Task list —
A) Print the passage on mortgage lending competition from "Gaye Beasley, president" up to and including "real estate organization.".
B) Reproduce the records from their start up to and including the line with "754 365 928 508", requests included. Scale every bounding-box coordinate in the answers by 1.55 and round to whole numbers, halves up, but leave the requests and their format samples unchanged; output only these lines, without the pictures.

Excerpt to read —
——
Spreads that are being offered in the marketplace have changed considerably from just a year ago. "The spreads have narrowed tremendously as a great deal of capital has come into the market," Keeler says.
"Everybody is back," exclaims Shekar Narasimhan, president of Washington Mortgage Co. based in Vienna, Va. "All the lenders that left the business are back. Insurance companies, savings and loans, pension funds, Fannie Mae and Freddie Mac are all back."
The result of all this, Narasimhan says, is that spreads have continued to tighten even though interest rates have dropped.
Reportedly, apartment loans now are being underwritten at 120 debt cover again. The 120 debt cover is the amount that the net operating income has to cover the debt service payment. The standard in the industry for the past 3 1/2 years has been 125, which means there is a reduction in what the market perceives as necessary to make a conservative, investment-grade loan.
Gaye Beasley, president of Bethesda, Md.-based Patrician Mortgage, observes the same disquieting trends as Narasimhan. "Last year was extraordinary competitive. This year the competition for standard apartment properties will be pretty fierce."
Beasley says she believes the competitive marketplace will hurt a lot of mortgage companies, especially those that don't have access to a conduit or a program like Freddie Mac.
Jeffrey A. Davis, president of Chicago-based Cambridge Realty Capital Ltd., says he thinks the competition will continue for awhile, but not with the same fervor. He says that a lot of investors and lenders had not diversified their product types, but that now they are starting to do so, Cambridge Realty Capital Ltd. and its two affiliated companies, Cambridge Realty Capital of Illinois and Stanford Properties Ltd., combine to form an integrated real estate organization.
——
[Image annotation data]
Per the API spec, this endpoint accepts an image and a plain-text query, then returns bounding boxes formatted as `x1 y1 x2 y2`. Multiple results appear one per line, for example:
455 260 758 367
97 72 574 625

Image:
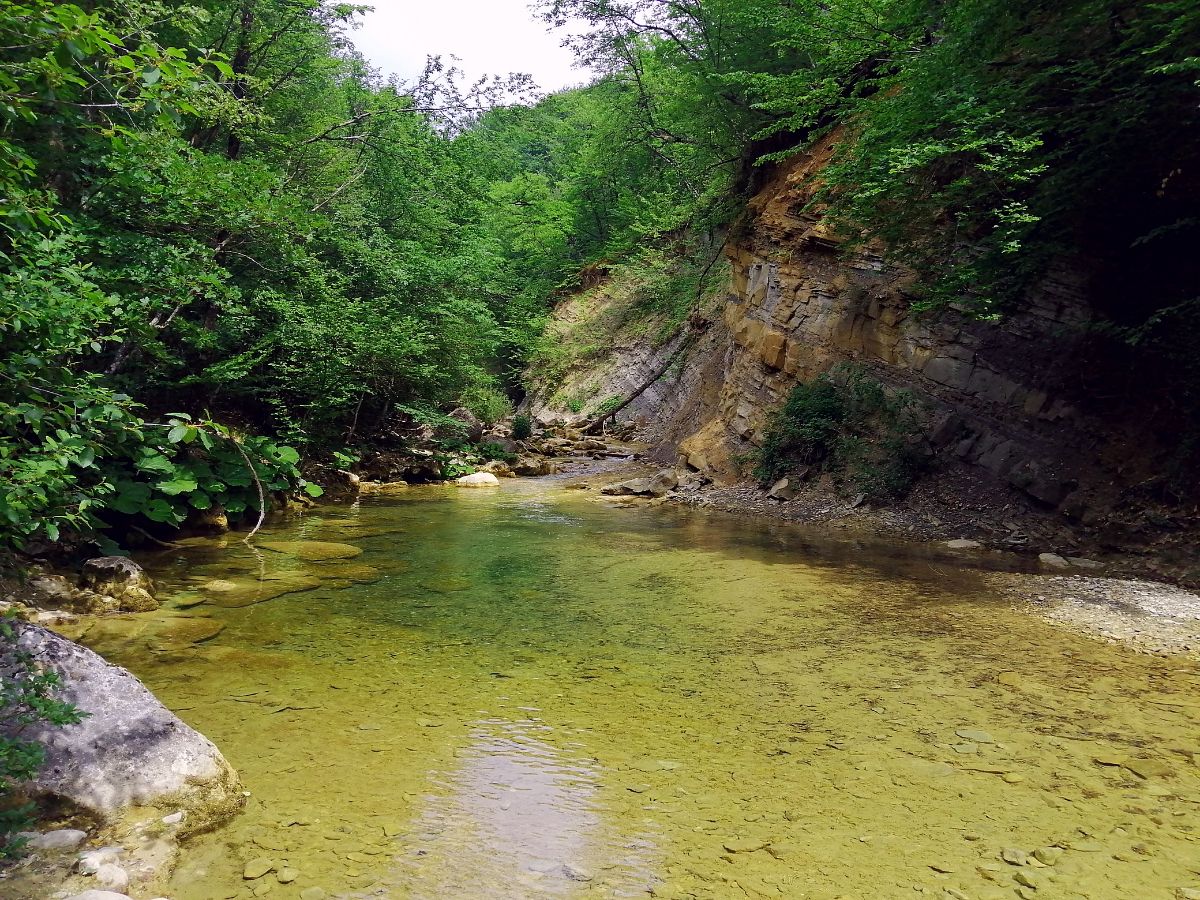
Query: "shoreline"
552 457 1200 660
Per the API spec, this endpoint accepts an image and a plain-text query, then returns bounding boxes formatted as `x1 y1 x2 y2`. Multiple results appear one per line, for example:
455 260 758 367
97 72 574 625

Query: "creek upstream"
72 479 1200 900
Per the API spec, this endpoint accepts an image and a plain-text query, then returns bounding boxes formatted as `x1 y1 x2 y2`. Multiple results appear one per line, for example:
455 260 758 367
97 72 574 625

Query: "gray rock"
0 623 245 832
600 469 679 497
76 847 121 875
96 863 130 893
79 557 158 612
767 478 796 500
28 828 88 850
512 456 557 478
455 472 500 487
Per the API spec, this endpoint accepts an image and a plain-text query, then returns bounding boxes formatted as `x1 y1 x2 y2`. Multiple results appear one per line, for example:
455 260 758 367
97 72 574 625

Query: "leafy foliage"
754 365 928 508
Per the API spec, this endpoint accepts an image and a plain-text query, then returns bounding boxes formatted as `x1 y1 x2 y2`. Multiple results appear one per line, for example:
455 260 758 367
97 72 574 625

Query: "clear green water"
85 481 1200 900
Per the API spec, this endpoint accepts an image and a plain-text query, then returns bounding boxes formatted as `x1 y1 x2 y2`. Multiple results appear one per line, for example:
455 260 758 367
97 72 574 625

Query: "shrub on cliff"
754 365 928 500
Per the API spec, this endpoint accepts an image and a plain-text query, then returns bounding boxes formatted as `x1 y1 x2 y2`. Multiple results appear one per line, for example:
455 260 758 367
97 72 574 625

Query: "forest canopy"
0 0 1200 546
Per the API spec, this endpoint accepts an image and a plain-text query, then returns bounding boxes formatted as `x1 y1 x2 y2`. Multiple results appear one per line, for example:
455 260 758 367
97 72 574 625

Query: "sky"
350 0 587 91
——
Responses —
A)
Gaye Beasley, president of Bethesda, Md.-based Patrician Mortgage, observes the same disquieting trends as Narasimhan. "Last year was extraordinary competitive. This year the competition for standard apartment properties will be pretty fierce."
Beasley says she believes the competitive marketplace will hurt a lot of mortgage companies, especially those that don't have access to a conduit or a program like Freddie Mac.
Jeffrey A. Davis, president of Chicago-based Cambridge Realty Capital Ltd., says he thinks the competition will continue for awhile, but not with the same fervor. He says that a lot of investors and lenders had not diversified their product types, but that now they are starting to do so, Cambridge Realty Capital Ltd. and its two affiliated companies, Cambridge Realty Capital of Illinois and Stanford Properties Ltd., combine to form an integrated real estate organization.

B)
Per the API spec, this endpoint accepts an image and a plain-text query, then returns bounding boxes formatted as `x1 y1 x2 y2`. Multiple results appear one per line, for example:
455 260 758 367
97 72 574 625

Image:
Query: "shoreline"
856 708 1860 1023
Per the API spec, this endpoint accepts an image and a plain-text query, then returns bounding boxes formatted as `x1 y1 x2 y2`. Multiple results appear one per line, for example:
455 260 758 367
97 72 574 625

Query: "creek upstream"
112 742 1860 1395
Per the API spec, this endpoint accepts an image and a plain-text query, then returns bounding boxes formatted as `x1 y1 x2 y2`. Multiple results appear one per line, for example:
455 260 758 367
97 72 574 625

Query: "gray rock"
0 966 380 1290
930 727 1052 770
118 1313 188 1356
149 1338 202 1384
122 863 245 949
1189 741 1234 775
43 1283 136 1318
794 707 863 741
705 732 775 755
Per the API spec, this endpoint accepts an image and a plain-text query, then returns bounding boxes formatted as `x1 y1 x2 y2`. Multiple results appear one per line, for example:
455 260 758 367
97 72 574 625

Query: "leafy foliage"
1169 566 1438 787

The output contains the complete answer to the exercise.